** Lesetext **
——————————
Deutsche Handballer im WM-Viertelfinale: Der Trotz der Verkannten
Dem deutschen Team hat vor der WM kaum einer etwas Großes zugetraut. Und jetzt strahlt plötzlich einer der Anführer auch noch Torgefahr aus.
BARCELONA taz | Das Mittelmeer war nah. Und die Sonne schien warm. Doch die deutschen Handballer hatten gestern keine Zeit, im Hotel Princess in Barcelona die angenehmen Dinge des Lebens zu genießen. Der nächste Auftrag wartete ja. Das Team von Bundestrainer Martin Heuberger verließ die katalanische Metropole gestern Mittag mit dem Mannschaftsbus gen Saragossa, wo es am Mittwochabend das WM-Viertelfinale bestreitet.
——————————
** Aufgabe A **
Gib aus dem Handballartikel den Abschnitt von "Deutsche Handballer im" bis "noch Torgefahr aus." wortgetreu wieder.
** Aufgabe B **
Nenne alle geografischen Eigennamen, die im Handballartikel vorkommen.
** Aufgabe C **
Führe den Handballartikel nach seinem letzten Satz fort.
Für die Arbeit am Handballartikel sind die Einträge ohne Belang.

** Bereitgestelltes Material **
——————————
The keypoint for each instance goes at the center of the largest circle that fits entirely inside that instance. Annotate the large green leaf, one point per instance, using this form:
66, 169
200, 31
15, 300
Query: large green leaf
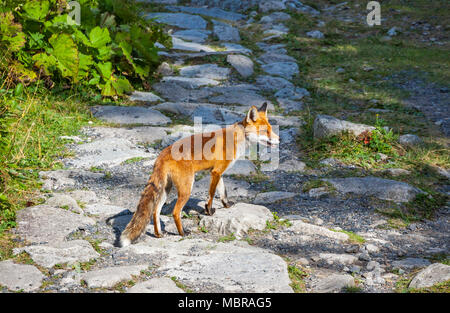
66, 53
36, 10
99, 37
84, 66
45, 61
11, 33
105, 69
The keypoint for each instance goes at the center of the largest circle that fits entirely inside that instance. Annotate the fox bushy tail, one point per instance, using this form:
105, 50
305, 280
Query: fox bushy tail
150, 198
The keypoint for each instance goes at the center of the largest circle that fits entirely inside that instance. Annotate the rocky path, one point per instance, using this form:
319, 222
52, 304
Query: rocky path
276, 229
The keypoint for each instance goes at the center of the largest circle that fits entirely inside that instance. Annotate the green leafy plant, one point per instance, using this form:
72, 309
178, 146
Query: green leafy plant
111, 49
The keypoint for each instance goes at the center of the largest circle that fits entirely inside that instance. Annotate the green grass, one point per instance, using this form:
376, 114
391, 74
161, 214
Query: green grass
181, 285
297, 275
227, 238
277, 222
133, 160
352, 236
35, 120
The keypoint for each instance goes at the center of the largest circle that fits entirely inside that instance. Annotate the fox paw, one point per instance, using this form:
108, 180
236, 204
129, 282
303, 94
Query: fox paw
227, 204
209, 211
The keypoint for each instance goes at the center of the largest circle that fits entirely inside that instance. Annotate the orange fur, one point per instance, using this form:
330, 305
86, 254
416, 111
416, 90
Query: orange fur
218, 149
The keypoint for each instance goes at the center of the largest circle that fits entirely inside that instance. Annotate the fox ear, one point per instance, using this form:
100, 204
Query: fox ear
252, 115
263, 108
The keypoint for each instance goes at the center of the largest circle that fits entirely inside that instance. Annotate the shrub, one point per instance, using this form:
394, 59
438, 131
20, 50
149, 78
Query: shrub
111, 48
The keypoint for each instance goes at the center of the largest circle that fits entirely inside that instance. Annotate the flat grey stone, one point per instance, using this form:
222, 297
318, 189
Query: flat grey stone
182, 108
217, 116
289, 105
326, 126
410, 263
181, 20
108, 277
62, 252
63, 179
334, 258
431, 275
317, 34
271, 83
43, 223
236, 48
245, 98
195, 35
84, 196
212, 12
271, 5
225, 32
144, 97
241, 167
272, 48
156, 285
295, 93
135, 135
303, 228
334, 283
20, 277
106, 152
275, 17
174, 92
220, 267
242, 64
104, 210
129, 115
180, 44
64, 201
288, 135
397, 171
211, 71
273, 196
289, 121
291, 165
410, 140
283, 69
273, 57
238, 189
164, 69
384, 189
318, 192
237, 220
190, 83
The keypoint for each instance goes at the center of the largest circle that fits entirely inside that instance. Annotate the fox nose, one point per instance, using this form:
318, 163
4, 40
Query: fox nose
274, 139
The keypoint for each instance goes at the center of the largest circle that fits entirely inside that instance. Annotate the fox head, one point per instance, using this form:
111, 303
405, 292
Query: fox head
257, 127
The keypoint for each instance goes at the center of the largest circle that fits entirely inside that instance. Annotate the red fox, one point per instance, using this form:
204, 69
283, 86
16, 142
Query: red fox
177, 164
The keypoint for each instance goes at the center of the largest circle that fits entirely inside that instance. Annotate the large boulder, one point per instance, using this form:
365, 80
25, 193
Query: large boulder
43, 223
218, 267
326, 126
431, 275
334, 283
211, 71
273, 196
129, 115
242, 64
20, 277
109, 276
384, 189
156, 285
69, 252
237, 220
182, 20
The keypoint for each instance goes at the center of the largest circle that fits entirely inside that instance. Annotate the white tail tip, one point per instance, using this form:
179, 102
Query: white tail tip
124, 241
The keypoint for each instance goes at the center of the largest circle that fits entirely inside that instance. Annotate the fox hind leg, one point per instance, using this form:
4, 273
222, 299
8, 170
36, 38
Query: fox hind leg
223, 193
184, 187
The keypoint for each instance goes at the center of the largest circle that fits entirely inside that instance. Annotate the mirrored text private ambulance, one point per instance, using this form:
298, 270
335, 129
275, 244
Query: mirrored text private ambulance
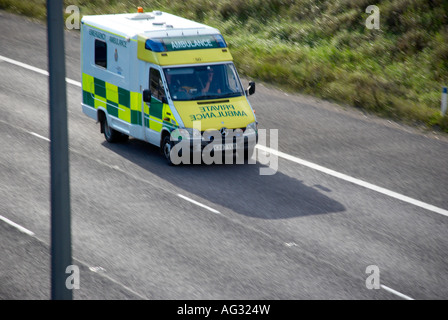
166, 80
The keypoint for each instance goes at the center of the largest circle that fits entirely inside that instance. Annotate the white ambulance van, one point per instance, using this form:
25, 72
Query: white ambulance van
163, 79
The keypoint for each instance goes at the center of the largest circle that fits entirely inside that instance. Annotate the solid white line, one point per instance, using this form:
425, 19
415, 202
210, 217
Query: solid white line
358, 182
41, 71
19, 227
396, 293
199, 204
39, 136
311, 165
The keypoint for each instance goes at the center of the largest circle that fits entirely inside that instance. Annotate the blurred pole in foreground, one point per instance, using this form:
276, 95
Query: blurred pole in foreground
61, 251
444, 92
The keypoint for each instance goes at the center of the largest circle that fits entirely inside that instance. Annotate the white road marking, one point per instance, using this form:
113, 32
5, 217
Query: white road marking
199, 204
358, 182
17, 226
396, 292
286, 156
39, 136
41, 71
——————————
** Ergebnis A **
Deutsche Handballer im WM-Viertelfinale: Der Trotz der Verkannten
Dem deutschen Team hat vor der WM kaum einer etwas Großes zugetraut. Und jetzt strahlt plötzlich einer der Anführer auch noch Torgefahr aus.

** Ergebnis B **
Barcelona, Mittelmeer, Saragossa

** Ergebnis C **
Und die Profis platzen inzwischen vor Selbstvertrauen. „Mit uns ist mittlerweile zu rechnen“, sagte Spielmacher Michael Haaß (Göppingen), sein Blick verriet Entschlossenheit. „Ich bin sicher, dass wir die Spannung jetzt nicht verlieren“, sagte der Bundestrainer.
Nach dem 28:23-Achtelfinalsieg am Sonntag gegen Mazedonien, das wissen alle, können sie nun Handballgeschichte schreiben. Sollte dem Team um Kapitän Oliver Roggisch tatsächlich noch ein Sieg gelingen, dann wäre dies erst das dritte WM-Halbfinale in den letzten drei Jahrzehnten – und dies mit einem Kader, dem einige Experten nicht einmal das Überstehen der Vorrunde zugetraut hatten.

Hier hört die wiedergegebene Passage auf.